Rewrite all of the lines below as a JSON list of strings, with one string per line and no entries for blank lines. Leave the pictures out of the answer.

□ □ □ □

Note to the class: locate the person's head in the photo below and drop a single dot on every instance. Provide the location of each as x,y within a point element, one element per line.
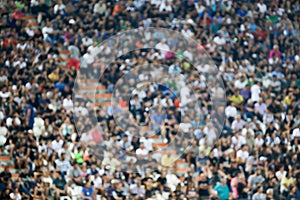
<point>223,181</point>
<point>63,156</point>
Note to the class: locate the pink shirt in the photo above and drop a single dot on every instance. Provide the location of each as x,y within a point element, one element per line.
<point>276,52</point>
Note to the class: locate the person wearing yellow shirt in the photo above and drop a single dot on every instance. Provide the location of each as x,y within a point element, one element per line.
<point>237,99</point>
<point>286,184</point>
<point>288,99</point>
<point>167,160</point>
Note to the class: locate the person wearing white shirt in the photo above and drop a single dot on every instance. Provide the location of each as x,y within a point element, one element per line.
<point>167,101</point>
<point>259,141</point>
<point>86,41</point>
<point>165,7</point>
<point>59,8</point>
<point>68,103</point>
<point>262,6</point>
<point>186,32</point>
<point>242,154</point>
<point>148,142</point>
<point>255,92</point>
<point>62,164</point>
<point>57,144</point>
<point>142,152</point>
<point>219,39</point>
<point>89,58</point>
<point>281,173</point>
<point>163,47</point>
<point>15,195</point>
<point>231,111</point>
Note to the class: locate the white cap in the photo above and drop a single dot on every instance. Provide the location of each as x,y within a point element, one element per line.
<point>72,21</point>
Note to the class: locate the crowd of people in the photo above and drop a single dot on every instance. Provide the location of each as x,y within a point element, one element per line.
<point>231,114</point>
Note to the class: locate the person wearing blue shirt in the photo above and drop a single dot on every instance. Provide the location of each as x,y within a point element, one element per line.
<point>87,192</point>
<point>222,189</point>
<point>29,114</point>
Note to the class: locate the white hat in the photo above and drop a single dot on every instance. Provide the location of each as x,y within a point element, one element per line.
<point>72,21</point>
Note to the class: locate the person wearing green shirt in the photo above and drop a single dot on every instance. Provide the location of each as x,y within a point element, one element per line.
<point>222,189</point>
<point>79,156</point>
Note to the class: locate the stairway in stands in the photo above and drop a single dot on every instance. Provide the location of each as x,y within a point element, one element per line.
<point>6,160</point>
<point>99,95</point>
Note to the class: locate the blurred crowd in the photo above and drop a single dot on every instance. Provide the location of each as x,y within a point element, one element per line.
<point>66,147</point>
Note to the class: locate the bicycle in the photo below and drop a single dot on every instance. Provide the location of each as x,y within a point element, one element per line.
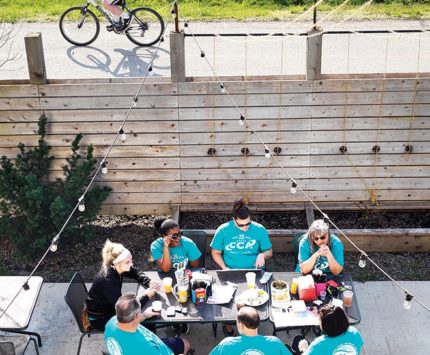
<point>80,26</point>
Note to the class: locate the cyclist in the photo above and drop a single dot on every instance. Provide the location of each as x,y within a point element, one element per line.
<point>118,14</point>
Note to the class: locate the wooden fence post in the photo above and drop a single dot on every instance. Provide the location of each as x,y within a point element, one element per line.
<point>313,54</point>
<point>35,58</point>
<point>177,56</point>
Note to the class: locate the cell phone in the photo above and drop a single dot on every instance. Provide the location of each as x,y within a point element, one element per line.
<point>171,311</point>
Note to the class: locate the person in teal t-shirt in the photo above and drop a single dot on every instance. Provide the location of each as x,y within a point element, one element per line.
<point>241,243</point>
<point>125,335</point>
<point>319,249</point>
<point>338,337</point>
<point>172,250</point>
<point>250,342</point>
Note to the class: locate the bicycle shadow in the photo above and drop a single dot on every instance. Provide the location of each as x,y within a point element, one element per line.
<point>132,63</point>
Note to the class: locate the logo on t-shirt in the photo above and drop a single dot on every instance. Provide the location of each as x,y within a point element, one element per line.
<point>241,242</point>
<point>252,352</point>
<point>113,347</point>
<point>345,349</point>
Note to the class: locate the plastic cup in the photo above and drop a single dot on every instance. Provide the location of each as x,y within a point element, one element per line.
<point>250,279</point>
<point>167,284</point>
<point>347,298</point>
<point>156,306</point>
<point>323,295</point>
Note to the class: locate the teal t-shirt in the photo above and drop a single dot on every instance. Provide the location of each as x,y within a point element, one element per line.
<point>240,249</point>
<point>185,252</point>
<point>305,253</point>
<point>348,343</point>
<point>119,342</point>
<point>246,345</point>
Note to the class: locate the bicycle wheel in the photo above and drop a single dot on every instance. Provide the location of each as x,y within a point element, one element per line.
<point>146,27</point>
<point>79,26</point>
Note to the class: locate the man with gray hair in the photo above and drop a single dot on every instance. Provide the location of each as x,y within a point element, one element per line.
<point>126,336</point>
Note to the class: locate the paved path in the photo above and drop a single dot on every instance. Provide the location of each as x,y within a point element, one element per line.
<point>115,56</point>
<point>386,327</point>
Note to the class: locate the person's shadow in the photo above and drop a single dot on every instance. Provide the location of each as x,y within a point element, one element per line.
<point>133,63</point>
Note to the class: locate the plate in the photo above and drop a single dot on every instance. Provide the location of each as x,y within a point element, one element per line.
<point>253,297</point>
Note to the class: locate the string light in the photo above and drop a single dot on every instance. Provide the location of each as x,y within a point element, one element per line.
<point>407,302</point>
<point>104,167</point>
<point>362,261</point>
<point>81,206</point>
<point>123,135</point>
<point>54,244</point>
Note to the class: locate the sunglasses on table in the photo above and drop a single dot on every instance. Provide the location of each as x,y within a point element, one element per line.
<point>244,224</point>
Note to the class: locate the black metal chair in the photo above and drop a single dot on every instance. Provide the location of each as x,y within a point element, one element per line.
<point>199,237</point>
<point>16,345</point>
<point>75,297</point>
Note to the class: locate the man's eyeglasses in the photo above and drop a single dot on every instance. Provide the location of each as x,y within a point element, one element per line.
<point>322,237</point>
<point>244,224</point>
<point>175,236</point>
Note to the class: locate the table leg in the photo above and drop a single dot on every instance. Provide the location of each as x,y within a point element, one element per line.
<point>37,335</point>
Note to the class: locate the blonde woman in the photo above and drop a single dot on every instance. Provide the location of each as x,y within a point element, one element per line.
<point>106,289</point>
<point>321,250</point>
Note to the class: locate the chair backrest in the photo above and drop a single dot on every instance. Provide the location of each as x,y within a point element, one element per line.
<point>75,298</point>
<point>7,348</point>
<point>199,237</point>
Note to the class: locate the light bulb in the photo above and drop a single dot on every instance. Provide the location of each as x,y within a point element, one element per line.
<point>293,188</point>
<point>104,168</point>
<point>362,261</point>
<point>123,135</point>
<point>407,302</point>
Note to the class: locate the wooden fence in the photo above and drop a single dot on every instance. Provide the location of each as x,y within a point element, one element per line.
<point>166,161</point>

□ □ □ □

[Written answer]
[
  "Note to the class: locate the person's head in the photo below and drop a single dot on every instance. Provide the location of each as x,y within a point element, one element per line.",
  "<point>223,181</point>",
  "<point>63,156</point>",
  "Note to the class: locate the pink shirt in the photo above and drop a single dot on every instance. Provide the location of each as x,y within a point element, one element per line.",
  "<point>276,52</point>",
  "Note to the class: locate the person wearing yellow shirt in the photo above and drop a single dot on every instance. Provide the location of each as x,y within a point element, one element per line.",
  "<point>237,99</point>",
  "<point>286,184</point>",
  "<point>288,99</point>",
  "<point>167,160</point>",
  "Note to the class: locate the person wearing white shirt in the photo above and drop a single dot on every instance. Provide the location of each as x,y within a point element, one element per line.",
  "<point>167,101</point>",
  "<point>259,141</point>",
  "<point>86,41</point>",
  "<point>165,7</point>",
  "<point>59,8</point>",
  "<point>68,103</point>",
  "<point>262,6</point>",
  "<point>186,32</point>",
  "<point>242,154</point>",
  "<point>148,142</point>",
  "<point>255,92</point>",
  "<point>62,164</point>",
  "<point>57,144</point>",
  "<point>142,152</point>",
  "<point>219,39</point>",
  "<point>89,58</point>",
  "<point>281,173</point>",
  "<point>163,47</point>",
  "<point>15,195</point>",
  "<point>231,111</point>",
  "Note to the class: locate the white cap in the photo above and drop a single dot on every instance. Provide the location of each as x,y within a point element, one element per line.",
  "<point>72,21</point>",
  "Note to the class: locate the crowd of people in the photo above and drop a single dot on every instance. Provide the location of each as x,y within a point element, one element per line.",
  "<point>231,114</point>",
  "Note to the class: locate the person wearing blue shirt in the photo above and drop a single dot on every instance. Provide the location of each as x,y within a point element, one element per line.",
  "<point>87,192</point>",
  "<point>222,189</point>",
  "<point>29,114</point>",
  "Note to the class: locate the white hat in the photo above and drop a single dot on every instance. Provide the location of each as x,y within a point element, one element per line.",
  "<point>72,21</point>",
  "Note to the class: locate the person wearing green shirt in the photo above and drop a single dot on every instance. Provide the location of each as x,y within a point element, one element per line.",
  "<point>222,189</point>",
  "<point>79,156</point>",
  "Note to the class: locate the stairway in stands in the photo above and drop a single dot on every instance. Provide the location of each as x,y within a point element, one element per line.",
  "<point>6,160</point>",
  "<point>99,95</point>",
  "Note to the class: locate the blurred crowd in the photo above and drop a single dot on every instance. Provide the location of each as x,y within a point element, one element per line.",
  "<point>66,147</point>",
  "Note to the class: locate the bicycle in the photo below and drop a single dot on every instance. Provide the location of each as x,y within a point element, one element per line.",
  "<point>80,26</point>",
  "Note to the class: locate the cyclist in the photo above and drop a single dot on every instance. Provide the location of each as x,y within a point element, one element per line.",
  "<point>118,14</point>",
  "Note to the class: locate the wooden fence post in the photo above and drop a single dot on every instance. Provide the location of each as x,y within a point element, one element per line.",
  "<point>313,54</point>",
  "<point>35,58</point>",
  "<point>177,56</point>",
  "Note to the class: locate the cell phone in the photo above and drop a single dot on every instance. Provide the location of each as x,y within a point element, one element per line.",
  "<point>171,311</point>",
  "Note to the class: locate the person in teal t-shirt in the photo above and drop a single dot on every instance. Provide the location of each as x,y within a point element, one element per line.",
  "<point>241,243</point>",
  "<point>125,335</point>",
  "<point>319,249</point>",
  "<point>338,337</point>",
  "<point>172,250</point>",
  "<point>250,342</point>",
  "Note to the class: locate the bicycle shadow in the photo above and drop a single dot on every instance. Provide the location of each as x,y within a point element, one element per line.",
  "<point>132,63</point>",
  "Note to the class: locate the logo on t-shirt in the photo above and drop a single dot on every instance. Provide the location of each as x,y within a point element, one element per line.",
  "<point>241,242</point>",
  "<point>252,352</point>",
  "<point>113,347</point>",
  "<point>345,349</point>",
  "Note to the class: locate the plastic cup in the photo above and drop a single dot on every instance. Provide the location of each as x,y within a point element, one element per line.",
  "<point>250,279</point>",
  "<point>167,284</point>",
  "<point>347,298</point>",
  "<point>156,306</point>",
  "<point>323,295</point>",
  "Note to the class: locate the teal t-shirt in the photo above and drop a single dot on every instance. Provide the location of each as x,y within a point element, one element per line.",
  "<point>240,249</point>",
  "<point>185,252</point>",
  "<point>305,253</point>",
  "<point>348,343</point>",
  "<point>119,342</point>",
  "<point>246,345</point>",
  "Note to the class: locate the bicycle wheel in the photo above and drop a single dot on every instance. Provide the location of each as x,y within a point element, one element per line.",
  "<point>146,27</point>",
  "<point>79,26</point>",
  "Note to the class: locate the man with gray hair in the photo above and drop a single dot on every instance. Provide the location of each as x,y within a point element, one element per line.",
  "<point>126,336</point>",
  "Note to the class: locate the paved path in the photo above and drop a single dot on every instance. Provide the location of each as x,y within a point element, one element per line.",
  "<point>115,56</point>",
  "<point>386,327</point>",
  "Note to the class: locate the person's shadow in the photo above and drop a single dot on every instance. Provide the location of each as x,y within a point element, one element per line.",
  "<point>133,63</point>",
  "Note to the class: locate the plate in the photo above and drop a single dot on every instance. Provide the location of each as x,y within a point element, one element per line.",
  "<point>253,297</point>",
  "Note to the class: locate the string light in the photo above and drop a single dot on every instance. Provide the location of each as x,y within a point element, one element per line.",
  "<point>407,302</point>",
  "<point>104,167</point>",
  "<point>362,261</point>",
  "<point>81,206</point>",
  "<point>123,135</point>",
  "<point>54,244</point>",
  "Note to the class: locate the sunglasses on table in the photo above and drop a single dot on every instance. Provide the location of each as x,y within a point element, one element per line.",
  "<point>244,224</point>",
  "Note to the class: locate the black metal chair in the photo above and drop a single dot on every instance. Provide the location of each as x,y within a point element, one element per line.",
  "<point>199,237</point>",
  "<point>16,345</point>",
  "<point>75,297</point>",
  "Note to the class: locate the man's eyeglasses in the photo above and drop a single dot on every instance. Provide the location of each as x,y within a point element, one element per line.",
  "<point>322,237</point>",
  "<point>244,224</point>",
  "<point>175,236</point>",
  "Note to the class: locate the table leg in the photo above and drop a single dot on every instance. Provide the location of each as x,y within a point element, one element per line.",
  "<point>37,335</point>",
  "Note to the class: locate the blonde woman in the photo above and drop a single dot on every instance. Provide the location of each as x,y within a point element, one element per line.",
  "<point>106,289</point>",
  "<point>321,250</point>",
  "Note to the class: locate the chair backrest in the photo above and drop a single dot on every instance. Provide the location of each as x,y within a point element, one element per line.",
  "<point>75,298</point>",
  "<point>7,348</point>",
  "<point>199,237</point>",
  "Note to the class: locate the light bulb in the photo above and drop a single dot on every instance. Provide the location of each as x,y within a point element, one element per line.",
  "<point>293,188</point>",
  "<point>104,168</point>",
  "<point>362,261</point>",
  "<point>123,135</point>",
  "<point>407,302</point>",
  "Note to the class: locate the wooden fence in the photo above and drop a single dot on every instance. Provide the location of each as x,y within a point element, one element per line.",
  "<point>166,161</point>"
]